Set out every line of the data below as a numbered list, skipping any blank lines and leaving out the pictures.

▸ Raw data:
** Start **

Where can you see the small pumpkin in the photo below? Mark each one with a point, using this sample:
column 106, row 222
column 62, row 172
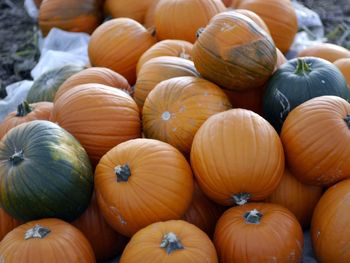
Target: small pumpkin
column 140, row 182
column 170, row 241
column 258, row 232
column 235, row 53
column 227, row 161
column 46, row 240
column 26, row 112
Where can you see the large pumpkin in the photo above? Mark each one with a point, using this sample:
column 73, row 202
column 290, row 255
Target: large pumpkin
column 118, row 44
column 103, row 117
column 258, row 232
column 46, row 240
column 297, row 81
column 237, row 156
column 235, row 53
column 179, row 19
column 315, row 137
column 171, row 241
column 44, row 172
column 176, row 108
column 68, row 15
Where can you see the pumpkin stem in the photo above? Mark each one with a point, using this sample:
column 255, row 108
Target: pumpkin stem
column 253, row 217
column 302, row 67
column 123, row 172
column 37, row 231
column 171, row 243
column 241, row 198
column 23, row 109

** End **

▸ Final answer:
1. Where can you see the small pumpkin in the photo below? Mark each one with a point, using this sample:
2. column 106, row 222
3. column 62, row 172
4. Target: small pumpkin
5. column 140, row 182
6. column 170, row 241
7. column 258, row 232
8. column 235, row 53
9. column 227, row 161
10. column 46, row 240
11. column 26, row 112
12. Where can you see the large pumpkin in the photo above? Mark each one with a point, using this sample:
13. column 73, row 202
14. column 290, row 255
15. Target: large pumpkin
16. column 118, row 44
17. column 103, row 117
18. column 258, row 232
19. column 46, row 240
20. column 297, row 81
21. column 237, row 156
22. column 235, row 53
23. column 179, row 19
24. column 315, row 137
25. column 171, row 241
26. column 44, row 172
27. column 176, row 108
28. column 68, row 15
29. Where can you see the pumpkin stem in the photo above? Mark each one with a point, using this sample:
30. column 255, row 108
31. Target: pumpkin stem
32. column 253, row 217
33. column 302, row 67
34. column 123, row 172
35. column 37, row 231
36. column 171, row 243
37. column 241, row 198
38. column 23, row 109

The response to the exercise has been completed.